(Rows from a point labeling set)
━━━━━━━━━━━━━━━━━━━━━━━━━━━━━━
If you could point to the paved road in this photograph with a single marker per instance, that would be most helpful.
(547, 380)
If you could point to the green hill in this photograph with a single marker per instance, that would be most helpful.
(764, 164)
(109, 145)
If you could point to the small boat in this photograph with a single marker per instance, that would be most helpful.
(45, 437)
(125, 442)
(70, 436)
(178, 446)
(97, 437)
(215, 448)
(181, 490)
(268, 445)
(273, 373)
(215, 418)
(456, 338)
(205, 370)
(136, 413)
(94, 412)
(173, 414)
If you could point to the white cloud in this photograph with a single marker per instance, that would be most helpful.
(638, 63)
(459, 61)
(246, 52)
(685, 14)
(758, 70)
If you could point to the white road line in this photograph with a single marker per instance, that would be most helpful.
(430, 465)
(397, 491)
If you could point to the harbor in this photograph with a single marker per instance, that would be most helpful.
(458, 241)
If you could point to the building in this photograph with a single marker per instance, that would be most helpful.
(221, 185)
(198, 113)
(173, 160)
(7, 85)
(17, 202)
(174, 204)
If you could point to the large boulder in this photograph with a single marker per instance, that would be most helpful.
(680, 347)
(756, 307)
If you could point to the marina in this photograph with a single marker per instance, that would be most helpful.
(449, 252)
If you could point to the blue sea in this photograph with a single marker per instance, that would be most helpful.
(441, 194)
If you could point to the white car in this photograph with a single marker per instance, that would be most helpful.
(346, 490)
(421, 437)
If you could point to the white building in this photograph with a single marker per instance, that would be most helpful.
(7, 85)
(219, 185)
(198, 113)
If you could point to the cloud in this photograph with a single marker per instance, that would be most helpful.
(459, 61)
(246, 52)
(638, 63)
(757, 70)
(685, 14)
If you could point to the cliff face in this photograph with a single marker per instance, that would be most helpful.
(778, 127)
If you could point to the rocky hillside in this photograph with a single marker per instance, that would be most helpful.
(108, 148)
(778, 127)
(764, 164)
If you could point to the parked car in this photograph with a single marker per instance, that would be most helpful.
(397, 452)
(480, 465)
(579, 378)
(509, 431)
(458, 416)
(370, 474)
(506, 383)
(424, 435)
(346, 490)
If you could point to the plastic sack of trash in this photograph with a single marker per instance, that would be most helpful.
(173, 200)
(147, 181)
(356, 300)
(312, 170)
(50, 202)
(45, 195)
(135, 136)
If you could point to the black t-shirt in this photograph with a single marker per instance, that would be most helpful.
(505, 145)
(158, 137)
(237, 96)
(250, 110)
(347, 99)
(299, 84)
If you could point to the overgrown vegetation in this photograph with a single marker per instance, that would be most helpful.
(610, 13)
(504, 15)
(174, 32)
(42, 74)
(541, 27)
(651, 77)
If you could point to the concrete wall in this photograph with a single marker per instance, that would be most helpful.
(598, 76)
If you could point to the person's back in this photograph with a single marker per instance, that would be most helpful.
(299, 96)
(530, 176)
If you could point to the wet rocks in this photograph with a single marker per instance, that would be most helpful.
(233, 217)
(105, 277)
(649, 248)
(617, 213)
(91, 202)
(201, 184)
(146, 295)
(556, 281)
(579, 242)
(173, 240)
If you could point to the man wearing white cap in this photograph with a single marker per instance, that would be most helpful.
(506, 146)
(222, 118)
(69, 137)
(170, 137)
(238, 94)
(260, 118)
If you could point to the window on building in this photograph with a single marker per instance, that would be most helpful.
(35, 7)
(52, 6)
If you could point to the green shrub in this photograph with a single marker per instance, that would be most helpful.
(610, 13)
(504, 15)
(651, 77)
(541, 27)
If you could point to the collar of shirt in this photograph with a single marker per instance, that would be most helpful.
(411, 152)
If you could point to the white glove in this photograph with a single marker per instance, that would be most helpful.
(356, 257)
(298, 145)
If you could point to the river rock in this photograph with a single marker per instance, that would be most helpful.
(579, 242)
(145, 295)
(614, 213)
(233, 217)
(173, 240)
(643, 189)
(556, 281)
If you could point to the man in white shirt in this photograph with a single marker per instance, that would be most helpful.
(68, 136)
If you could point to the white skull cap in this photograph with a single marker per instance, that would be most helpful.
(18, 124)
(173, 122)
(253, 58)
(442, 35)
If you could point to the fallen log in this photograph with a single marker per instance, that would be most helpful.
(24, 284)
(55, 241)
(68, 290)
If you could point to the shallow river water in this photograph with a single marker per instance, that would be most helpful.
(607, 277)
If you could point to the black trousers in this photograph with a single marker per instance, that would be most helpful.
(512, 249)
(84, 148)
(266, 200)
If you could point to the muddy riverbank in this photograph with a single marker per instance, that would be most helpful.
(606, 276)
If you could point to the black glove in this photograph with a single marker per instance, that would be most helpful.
━━━━━━━━━━━━━━━━━━━━━━━━━━━━━━
**Written request**
Copy the rows from the line that contains "If you could point to the white glove" through the end of the rows, substituting "dark" for "black" and leaving everything else unchanged.

**Output**
If you could point to the white glove in this photograph with a single marker per instance, that would be most helpful.
(356, 257)
(298, 145)
If you could point to the river rock in this photograph with a single marker per instance, that would be most helpful.
(579, 242)
(145, 295)
(614, 213)
(233, 217)
(173, 240)
(643, 189)
(556, 281)
If you could point to the man in white shirt in this photograph with a single marker per instance, that would be most helpful.
(68, 136)
If you could point to the white skull cap in this photograph with a single marker per instance, that would be most helpful.
(18, 124)
(173, 122)
(253, 58)
(442, 35)
If you could point to the fallen log in this photograph with a single marker per instance, that would be most helpful.
(24, 284)
(55, 241)
(68, 290)
If you could point to the shallow river water in this photograph with a single marker per instance, that would be most helpful.
(607, 277)
If you could point to the dark trousers in this photograph with a single marker per instance, that would be most helpful.
(512, 249)
(84, 148)
(266, 200)
If you could point to the muddy riverbank in this photograph with a single marker per instance, that would be most helpful.
(606, 276)
If you could point to the dark glove in this photograph with a single marker per instance, that would be most helpful.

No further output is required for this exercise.